(Excerpt Opens)

However, as any John Hughes fan knows, no teen in his right mind will listen to a grownup’s advice, and quick as you can say “garage band,” Chip, Robert, and Mickey have built a song from scratch (complete with catchy hooks and chord changes).  “We’re rock stars!” they declare joyously.  “We’re gonna get chicks!”

A quest for a girl lead singer is going nowhere until pert, pretty Kim (Matisha Baldwin) arrives and wows the boys with an a cappella rendition of “Happy Birthday To You,” and soon the band is playing bar mitzvahs and 50th anniversary parties. Still, these gigs are small potatoes for a band that dreams big, and what could be better than to be invited to perform at popular rich girl Cyndi’s yearly bash, an honor that usually goes to Top 10 hit-makers and not unknowns like Chip and the gang?

Getting invited to star at Cyndi’s party is not Chip’s only hurdle to pop stardom. There’s also the resistance of his mom, who as a teenager won a TV talent competition only to have her father nip her dreams in the bud. Now she wants to do the same to Chip’s dreams, if only she can find a way to stop him.

The Next Big Thing, ably directed by Rachel Maize and Jeff Favre, is at its best (and most engaging) whenever it focuses on Chip and the band.  

To begin with, Chip is played by the oh so charismatic Ruckdashel, who made a stellar L.A. debut last year in the West Coast Premiere of Twist, and proves here that he is no one hit wonder.  Ruckdashel’s boy next door good looks and charm are spiced with a devilish gleam in the eyes, sure to make him the object of many a teen’s fancy. That he has a record contract-ready singing voice and acting chops to boot are icing on the cake.

Chip’s bandmates are equally appealing.  Director and Thompson have the teen nerd act down pat, and their eagerness and enthusiasm are contagious. Baldwin’s looks and voice recall a 80s Janet Jackson, adding credibility to Kim’s ultimate pop stardom.  (Oops, did I give something away?)  Belling is a delight as millionaire daddy’s girl Cyndi, and delivered a great in-character adlib when an overhead light exploded on opening night.

The band’s songs (with music and lyrics by Gibson and music director Mike Flanagan) are catchy each and every one of them, and with the guys performing live on synthesizer, electric guitar, and electronic drums, the music has an infectious energy.

(Excerpt Closes)
(Listed entries Opens)

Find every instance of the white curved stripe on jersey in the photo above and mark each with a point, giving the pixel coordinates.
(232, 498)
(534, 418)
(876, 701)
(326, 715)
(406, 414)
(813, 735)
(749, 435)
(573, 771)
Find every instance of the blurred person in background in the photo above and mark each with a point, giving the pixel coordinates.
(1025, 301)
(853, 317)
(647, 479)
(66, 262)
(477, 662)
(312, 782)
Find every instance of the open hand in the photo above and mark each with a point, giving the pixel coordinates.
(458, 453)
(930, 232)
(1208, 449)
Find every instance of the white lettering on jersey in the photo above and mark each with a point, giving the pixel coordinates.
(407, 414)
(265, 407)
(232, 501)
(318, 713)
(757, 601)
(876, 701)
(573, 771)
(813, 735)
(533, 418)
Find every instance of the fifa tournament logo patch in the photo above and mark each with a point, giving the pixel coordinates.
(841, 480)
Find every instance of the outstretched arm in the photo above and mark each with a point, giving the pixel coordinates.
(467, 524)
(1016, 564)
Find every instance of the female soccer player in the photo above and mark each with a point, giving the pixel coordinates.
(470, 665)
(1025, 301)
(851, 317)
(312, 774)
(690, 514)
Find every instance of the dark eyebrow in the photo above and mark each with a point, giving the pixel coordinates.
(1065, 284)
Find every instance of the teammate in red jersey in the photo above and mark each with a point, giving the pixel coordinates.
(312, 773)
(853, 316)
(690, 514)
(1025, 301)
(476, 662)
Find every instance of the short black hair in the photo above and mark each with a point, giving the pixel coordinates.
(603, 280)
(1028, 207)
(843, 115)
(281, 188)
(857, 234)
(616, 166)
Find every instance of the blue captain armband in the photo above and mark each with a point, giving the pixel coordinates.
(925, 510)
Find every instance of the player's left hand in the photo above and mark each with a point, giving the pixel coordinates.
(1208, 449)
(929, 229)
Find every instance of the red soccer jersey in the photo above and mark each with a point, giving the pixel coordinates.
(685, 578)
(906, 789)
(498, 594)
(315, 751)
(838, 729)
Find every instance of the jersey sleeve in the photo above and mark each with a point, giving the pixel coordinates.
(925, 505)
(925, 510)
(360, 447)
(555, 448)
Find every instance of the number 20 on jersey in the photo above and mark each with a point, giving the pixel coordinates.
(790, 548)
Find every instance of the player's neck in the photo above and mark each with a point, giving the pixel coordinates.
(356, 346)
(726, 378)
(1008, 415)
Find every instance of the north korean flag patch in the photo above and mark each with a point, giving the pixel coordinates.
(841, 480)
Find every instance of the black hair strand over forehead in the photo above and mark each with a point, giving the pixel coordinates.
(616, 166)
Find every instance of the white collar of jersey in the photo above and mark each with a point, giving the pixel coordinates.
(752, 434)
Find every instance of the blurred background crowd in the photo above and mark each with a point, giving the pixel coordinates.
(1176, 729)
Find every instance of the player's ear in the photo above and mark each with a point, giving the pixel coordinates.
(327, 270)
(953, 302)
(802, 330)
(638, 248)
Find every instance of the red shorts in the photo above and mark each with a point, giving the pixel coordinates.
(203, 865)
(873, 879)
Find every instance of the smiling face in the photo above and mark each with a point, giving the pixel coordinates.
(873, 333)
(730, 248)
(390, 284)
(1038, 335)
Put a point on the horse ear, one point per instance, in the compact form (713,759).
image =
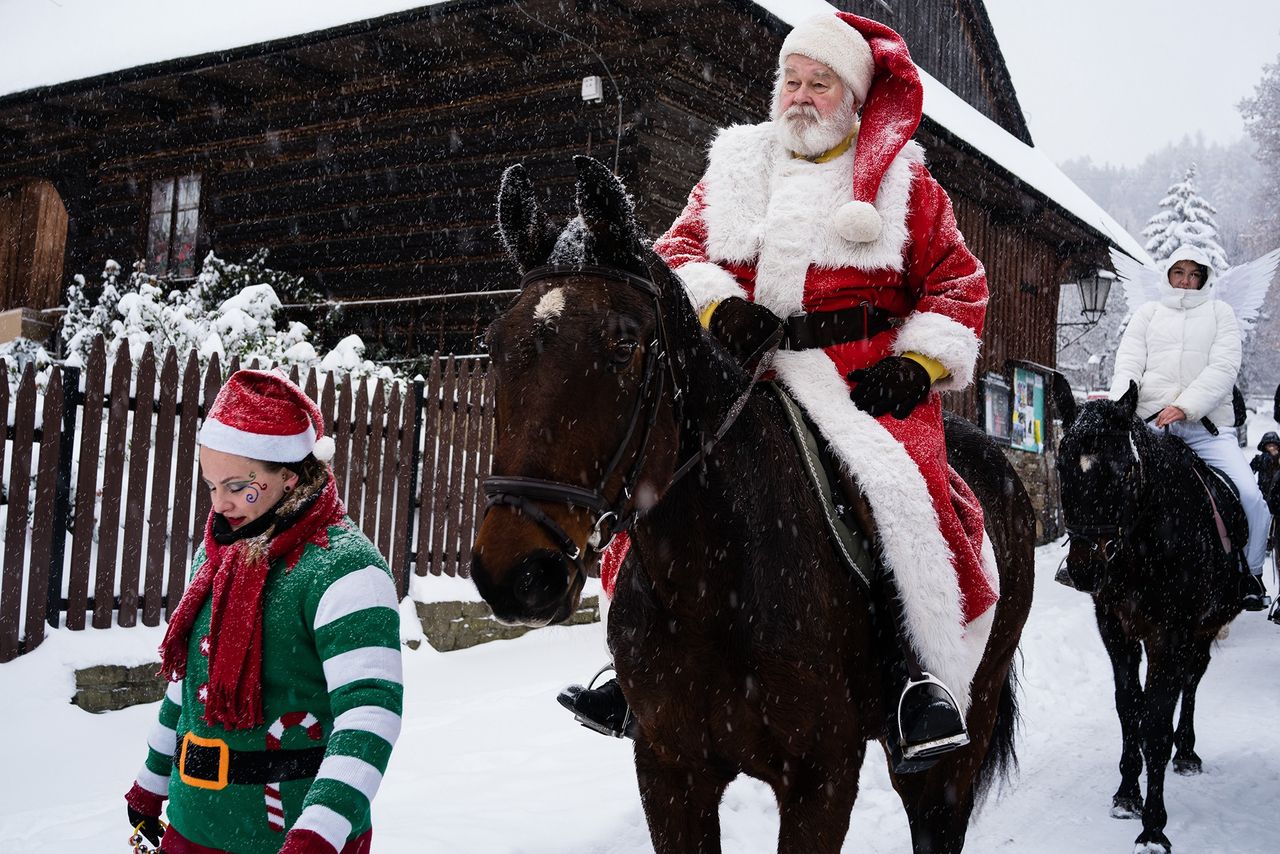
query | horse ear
(1129,400)
(607,213)
(521,220)
(1064,400)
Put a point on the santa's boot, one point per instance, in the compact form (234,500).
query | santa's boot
(928,724)
(603,708)
(1253,593)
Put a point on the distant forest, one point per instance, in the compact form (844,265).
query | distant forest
(1232,179)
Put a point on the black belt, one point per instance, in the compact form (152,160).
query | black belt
(209,763)
(821,329)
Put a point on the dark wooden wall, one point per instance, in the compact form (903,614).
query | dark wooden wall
(368,158)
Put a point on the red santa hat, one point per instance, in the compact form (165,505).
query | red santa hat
(261,415)
(872,59)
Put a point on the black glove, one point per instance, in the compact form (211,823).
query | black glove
(745,329)
(149,826)
(895,384)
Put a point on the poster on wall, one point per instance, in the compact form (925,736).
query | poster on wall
(995,406)
(1027,428)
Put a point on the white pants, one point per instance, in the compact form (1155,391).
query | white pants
(1223,452)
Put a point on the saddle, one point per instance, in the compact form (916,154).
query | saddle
(850,540)
(1224,498)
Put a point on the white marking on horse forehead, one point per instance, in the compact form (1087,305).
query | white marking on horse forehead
(551,305)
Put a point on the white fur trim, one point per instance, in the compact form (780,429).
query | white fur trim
(324,448)
(942,339)
(836,45)
(707,283)
(858,222)
(769,209)
(910,538)
(256,446)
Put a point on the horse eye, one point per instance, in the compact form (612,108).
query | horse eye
(622,351)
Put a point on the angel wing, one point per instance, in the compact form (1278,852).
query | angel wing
(1244,287)
(1141,282)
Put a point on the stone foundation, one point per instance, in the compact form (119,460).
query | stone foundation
(1040,476)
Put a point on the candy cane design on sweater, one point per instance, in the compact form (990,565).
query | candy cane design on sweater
(274,734)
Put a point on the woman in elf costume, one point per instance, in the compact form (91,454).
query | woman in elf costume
(283,654)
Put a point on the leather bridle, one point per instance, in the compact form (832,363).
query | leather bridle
(620,514)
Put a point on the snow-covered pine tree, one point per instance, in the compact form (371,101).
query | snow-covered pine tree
(1184,217)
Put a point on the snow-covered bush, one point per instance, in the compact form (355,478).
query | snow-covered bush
(229,310)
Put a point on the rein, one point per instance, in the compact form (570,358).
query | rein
(611,517)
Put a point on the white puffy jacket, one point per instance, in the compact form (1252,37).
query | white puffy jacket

(Listed entries Closes)

### Problem set
1. According to the review, what song does Kim sing a cappella when she wows the boys?
2. Reproduce the passage of the review between "Getting invited to" and "and the band.", inclusive.

### Results of the exercise
1. She sings "Happy Birthday To You."

2.
Getting invited to star at Cyndi’s party is not Chip’s only hurdle to pop stardom. There’s also the resistance of his mom, who as a teenager won a TV talent competition only to have her father nip her dreams in the bud. Now she wants to do the same to Chip’s dreams, if only she can find a way to stop him.

The Next Big Thing, ably directed by Rachel Maize and Jeff Favre, is at its best (and most engaging) whenever it focuses on Chip and the band.